━━━━━ Belge ━━━━━

Sürekli yaşadığımız sıra dışılıklar, bu yaşananlara karşı toplumda bir tür “körleşme” ve yaygın bir kanıksama duygusu yaratıyor. Körleşme ve kanıksamaya direnmek için, yaşadığımız sonuçların sebeplerini görünür hale getirme çabasından vazgeçmemek gerekiyor. Ekonomi haberlerine ilgi duyanların daha iyi bildikleri bazı konuların altını çizerek, iktidarın uyguladığı toplum menfaatlerine aykırı ekonomi yatırımı politikalarını irdelemeye çalışacağım.

Son demlerini yaşadığını (kendi dâhil) herkesin gördüğü AKP iktidarı, varlığını korumak ve aslında bitmiş ömrünü uzatmak için neler yapmadı ki? Önce “özelleştirme” kılıfıyla cumhuriyetin yüz yıllık birikimi olan kamu yatırımlarının tamamı elden çıkartılarak “hazırdan yeme” dönemi yaşandı. Hazırlar bitince de Kamu Özel İşbirliği (KÖİ), Yap işlet devret (YİD) ve İşletme Hakkı Devri (İHD) yöntemleriyle, yani ülkenin geleceğinin ipotek ettirilmesi ile günü kurtarma kolaycılığına ağırlık verildi.

━━━━━ Veri kümesi içeriği ━━━━━

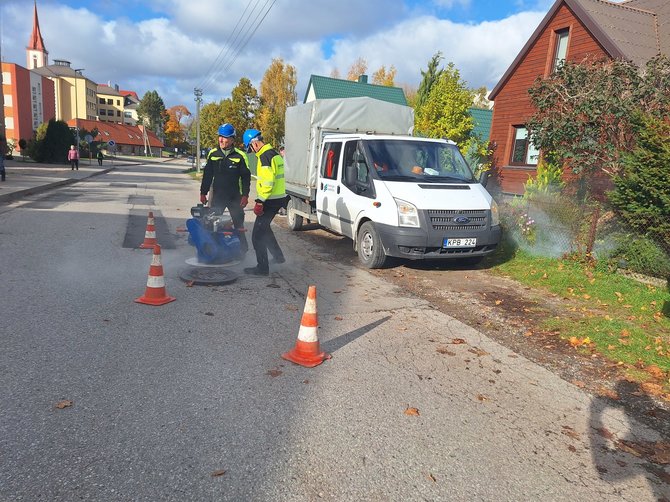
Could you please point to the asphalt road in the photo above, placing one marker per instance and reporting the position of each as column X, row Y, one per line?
column 192, row 401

━━━━━

Yapmanız gereken
Ekonomi politikaları üzerine yazıyı baştan sona, hiçbir değişiklik yapmadan birebir yazdır. Bu malzeme, ekonomi politikaları üzerine yazıdan bağımsız, ayrı bir kaynaktır.

Alıştırmanın cevabı
Sürekli yaşadığımız sıra dışılıklar, bu yaşananlara karşı toplumda bir tür “körleşme” ve yaygın bir kanıksama duygusu yaratıyor. Körleşme ve kanıksamaya direnmek için, yaşadığımız sonuçların sebeplerini görünür hale getirme çabasından vazgeçmemek gerekiyor. Ekonomi haberlerine ilgi duyanların daha iyi bildikleri bazı konuların altını çizerek, iktidarın uyguladığı toplum menfaatlerine aykırı ekonomi yatırımı politikalarını irdelemeye çalışacağım.

Son demlerini yaşadığını (kendi dâhil) herkesin gördüğü AKP iktidarı, varlığını korumak ve aslında bitmiş ömrünü uzatmak için neler yapmadı ki? Önce “özelleştirme” kılıfıyla cumhuriyetin yüz yıllık birikimi olan kamu yatırımlarının tamamı elden çıkartılarak “hazırdan yeme” dönemi yaşandı. Hazırlar bitince de Kamu Özel İşbirliği (KÖİ), Yap işlet devret (YİD) ve İşletme Hakkı Devri (İHD) yöntemleriyle, yani ülkenin geleceğinin ipotek ettirilmesi ile günü kurtarma kolaycılığına ağırlık verildi.